• SELECTED EXCERPT:
— Start —

# Gromette just learning



## Zee (Feb 21, 2008)

My 6 year old daughter is just learning... Her issue is that she likes to go fast... very fast. This can lead to some spectacular wipe outs. She sucks at turning so just bombs down. I hold her hand, or ride in front of her to slow her down, but this leads to some out of balance situations and then she starts to depend on me.

So...

I am thinking of drilling a hole into the back of her board and attaching a rope/strap which I'll hold onto behind her. Good idea or bad idea?


----------



## ghostovan (Apr 8, 2009)

Hmm.. i'm afraid it'll be more dangerous for both of you.:thumbsdown:

May be you'd better "unwax" her snowboard base? S**ted base - low speed.:dunno: 

And try to find out gentle slopes with some obstacles(no "rocks or sharp metal crap" though) or curved ones (narrow to force her turns following the path).

Another idea: just play with her - make small slalom track and challenge her!


----------



## Zee (Feb 21, 2008)

ghostovan said:


> Hmm.. i'm afraid it'll be more dangerous for both of you.:thumbsdown:


She's tiny.. she won't pull me anywhere lol

I can't see it being dangerous for me... I see skiers use leashes on their kids all the time... but it's tied around the waist. That type of setup wouldn't work on a board, because the body needs to be more active than skiing.


----------



## Psi-Man (Aug 31, 2009)

I have a little on as well, and I dabbled with this very idea. The end result is you tug on the board and throw off their balance. I would bag this approach.

I read recently on a thread here about learning to snowboard and the site snowboardprofessor was mentioned. I had never heard of it, so I checked it out. It's a little corny, but informative overall.


----------



## shutupandride (Oct 6, 2009)

Lessons! Six years old is when SB lessons begin! A good AASI pro will have her linking turns with two or three lessons.


----------



## Zee (Feb 21, 2008)

I have to find a good instructor


----------



## shutupandride (Oct 6, 2009)

In Canada AASI is CASI I believe. Check with local mountains in your area and do some web research. Ask friends and soon you will get some info as to the best place to get quality lessons for your young one(s). There is an established curriculum for teaching people, regardless of age, how to link turns quickly and SAFELY on a snowboard. It usually takes about three lessons to get people linking turns. Sounds like she has some basics down, like gliding etc.... Her first lesson will get her to control her speed and the next one she may actually link turns. It's hard to know for sure but lessons are ALWAYS money well spent.


----------



## Catman (Mar 16, 2008)

Try putting a 20 foot strap around her waist through her belt loops. I did this and it worked awesome for me.The great thing about it is you can slow her down and tug it to get her attention and worst case stop her from a crash.The strap comes out on the up hill side of her hip so she can still learn toturn heel and toe.


----------



## wrathfuldeity (Oct 5, 2007)

Congratulations...a little meat torpedo; have one of those, definitely lessons, padding and helmet. Don't discourage the speed, but encourage control...get her to do little games, e.g. play follow the leader doing adventure trail riding through the gullies and trees. Daughter started with 8 weeks of 2-3 hour lessons....now 8 years later at 15 she's faster than 95 percent of her riding buds who are 15-20 yr guys; And when she really wants to go fast, she discovered skiing last year...literally bombs straight down the groomers. btw got good health insurance?

— End —

(Raw records)
— Start —

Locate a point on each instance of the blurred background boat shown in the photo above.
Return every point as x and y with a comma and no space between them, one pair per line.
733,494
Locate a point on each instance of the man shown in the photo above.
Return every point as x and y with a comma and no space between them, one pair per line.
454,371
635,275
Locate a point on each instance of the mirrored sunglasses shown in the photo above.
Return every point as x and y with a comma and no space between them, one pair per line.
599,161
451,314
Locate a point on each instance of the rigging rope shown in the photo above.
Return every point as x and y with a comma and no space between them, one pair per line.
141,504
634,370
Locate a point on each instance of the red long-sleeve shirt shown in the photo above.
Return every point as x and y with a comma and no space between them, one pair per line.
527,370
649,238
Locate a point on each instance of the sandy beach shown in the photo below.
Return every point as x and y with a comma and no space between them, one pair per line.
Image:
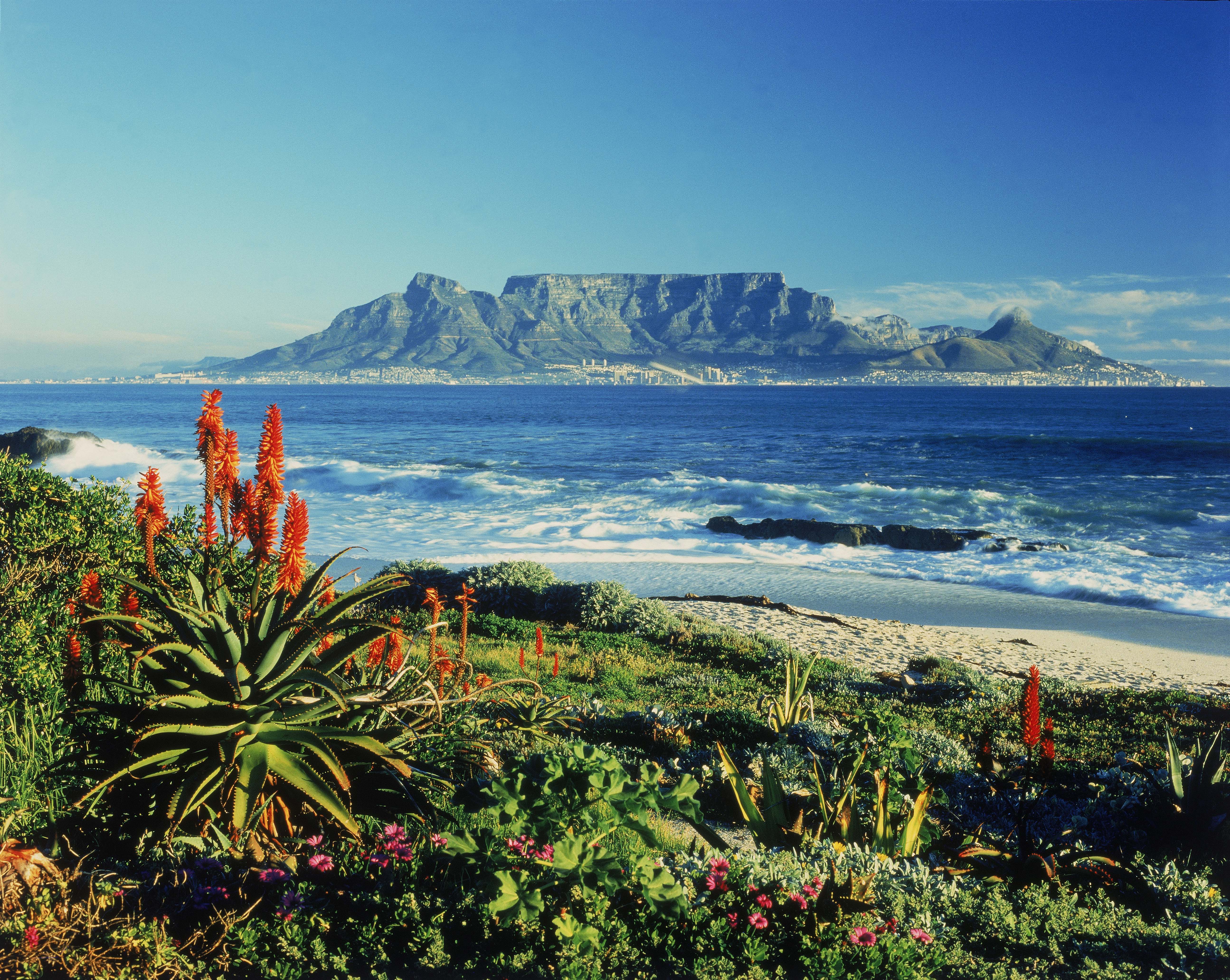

— End —
— Start —

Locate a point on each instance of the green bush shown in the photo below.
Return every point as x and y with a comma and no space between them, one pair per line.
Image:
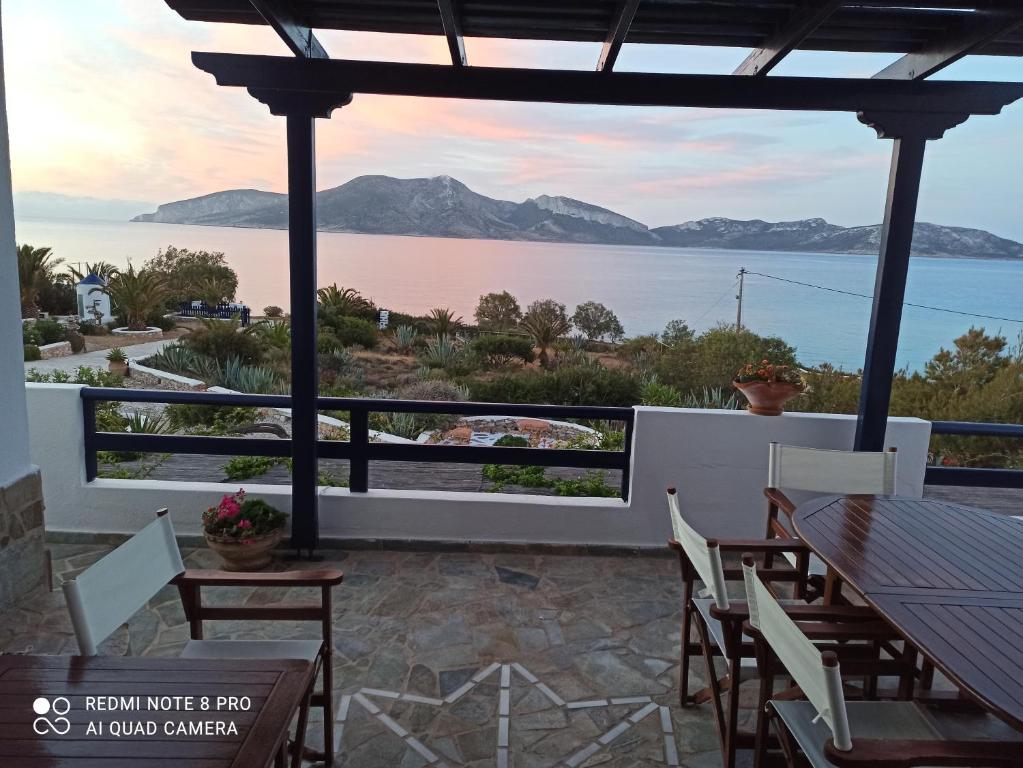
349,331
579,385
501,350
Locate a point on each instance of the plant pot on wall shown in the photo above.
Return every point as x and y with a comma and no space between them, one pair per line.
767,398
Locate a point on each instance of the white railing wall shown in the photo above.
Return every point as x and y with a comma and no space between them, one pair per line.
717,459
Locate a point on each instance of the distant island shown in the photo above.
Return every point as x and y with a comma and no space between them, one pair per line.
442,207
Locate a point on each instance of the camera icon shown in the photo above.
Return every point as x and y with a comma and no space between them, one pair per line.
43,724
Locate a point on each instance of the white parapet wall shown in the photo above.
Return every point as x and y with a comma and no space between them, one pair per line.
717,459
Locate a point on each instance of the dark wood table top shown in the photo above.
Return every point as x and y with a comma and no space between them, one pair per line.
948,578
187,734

— End —
— Start —

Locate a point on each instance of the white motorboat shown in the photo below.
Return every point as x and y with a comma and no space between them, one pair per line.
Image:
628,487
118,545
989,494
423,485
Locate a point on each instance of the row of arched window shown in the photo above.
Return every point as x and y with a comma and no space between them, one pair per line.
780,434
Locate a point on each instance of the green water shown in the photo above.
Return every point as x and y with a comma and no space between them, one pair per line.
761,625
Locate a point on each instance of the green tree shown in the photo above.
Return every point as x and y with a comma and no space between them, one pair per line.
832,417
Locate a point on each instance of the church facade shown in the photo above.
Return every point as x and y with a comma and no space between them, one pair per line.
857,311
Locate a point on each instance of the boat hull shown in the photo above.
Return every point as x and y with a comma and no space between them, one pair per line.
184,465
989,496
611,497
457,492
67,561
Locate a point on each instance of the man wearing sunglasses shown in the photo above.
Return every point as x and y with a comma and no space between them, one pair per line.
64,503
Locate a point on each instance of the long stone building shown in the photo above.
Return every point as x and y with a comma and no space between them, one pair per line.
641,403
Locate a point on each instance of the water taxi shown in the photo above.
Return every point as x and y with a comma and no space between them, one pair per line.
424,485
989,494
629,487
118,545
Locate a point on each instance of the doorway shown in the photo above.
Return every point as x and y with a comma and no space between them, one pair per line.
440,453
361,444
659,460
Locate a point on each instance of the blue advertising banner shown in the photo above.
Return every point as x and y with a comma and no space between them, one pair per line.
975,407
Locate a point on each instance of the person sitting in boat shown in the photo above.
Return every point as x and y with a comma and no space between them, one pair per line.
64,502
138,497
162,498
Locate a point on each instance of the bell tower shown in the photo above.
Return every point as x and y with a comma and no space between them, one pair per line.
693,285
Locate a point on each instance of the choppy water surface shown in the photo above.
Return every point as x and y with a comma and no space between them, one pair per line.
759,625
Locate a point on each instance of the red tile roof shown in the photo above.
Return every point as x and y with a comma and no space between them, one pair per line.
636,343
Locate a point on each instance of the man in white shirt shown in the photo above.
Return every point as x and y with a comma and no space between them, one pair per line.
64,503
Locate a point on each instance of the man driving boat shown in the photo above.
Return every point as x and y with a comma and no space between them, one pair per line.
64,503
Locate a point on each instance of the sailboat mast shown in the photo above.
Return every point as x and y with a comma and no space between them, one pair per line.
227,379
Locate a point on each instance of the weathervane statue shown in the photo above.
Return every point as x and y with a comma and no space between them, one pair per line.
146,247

— End —

Can you edit the snowboarding thread, giving it again starting at "She's tiny.. she" and ending at "bag this approach.", with "tethers" in place of "leashes"? The records are separate material with no connection to the snowboarding thread.

• ANSWER TO THIS PROBLEM:
She's tiny.. she won't pull me anywhere lol

I can't see it being dangerous for me... I see skiers use tethers on their kids all the time... but it's tied around the waist. That type of setup wouldn't work on a board, because the body needs to be more active than skiing.


----------



## Psi-Man (Aug 31, 2009)

I have a little on as well, and I dabbled with this very idea. The end result is you tug on the board and throw off their balance. I would bag this approach.